## [YOUR OBJECTIVE]
Filter the data for lines with the word "ground" and copy those lines.

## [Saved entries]
■ ■ ■ ■ ■
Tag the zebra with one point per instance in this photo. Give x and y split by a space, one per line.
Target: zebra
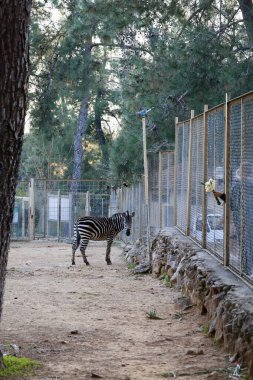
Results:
93 228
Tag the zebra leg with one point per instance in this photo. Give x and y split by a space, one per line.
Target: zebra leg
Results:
108 251
83 247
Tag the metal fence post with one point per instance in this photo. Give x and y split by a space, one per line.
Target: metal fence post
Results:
32 210
160 217
59 216
204 200
175 172
87 203
140 211
188 207
227 180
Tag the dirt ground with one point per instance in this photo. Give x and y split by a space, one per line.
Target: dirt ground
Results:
92 322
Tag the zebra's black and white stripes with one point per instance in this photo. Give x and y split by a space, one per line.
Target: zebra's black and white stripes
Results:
92 228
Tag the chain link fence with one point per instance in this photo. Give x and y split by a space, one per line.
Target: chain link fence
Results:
49 208
218 144
215 144
161 198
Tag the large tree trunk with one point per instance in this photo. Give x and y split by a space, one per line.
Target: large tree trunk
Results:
246 7
83 115
14 16
82 124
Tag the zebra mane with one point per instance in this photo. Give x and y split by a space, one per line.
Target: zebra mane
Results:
119 214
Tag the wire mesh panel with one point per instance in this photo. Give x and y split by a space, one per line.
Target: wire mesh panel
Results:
241 182
20 229
154 193
247 186
196 194
235 184
167 189
215 170
183 134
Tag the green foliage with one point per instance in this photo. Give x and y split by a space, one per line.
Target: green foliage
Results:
169 56
16 367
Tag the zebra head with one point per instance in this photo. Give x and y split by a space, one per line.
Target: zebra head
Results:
■ ■ ■ ■ ■
## [RESULT OF THIS TASK]
Tag the dirt ground with one point per instance in this photo. Give x and y split by a space, one per line.
Target: dirt ground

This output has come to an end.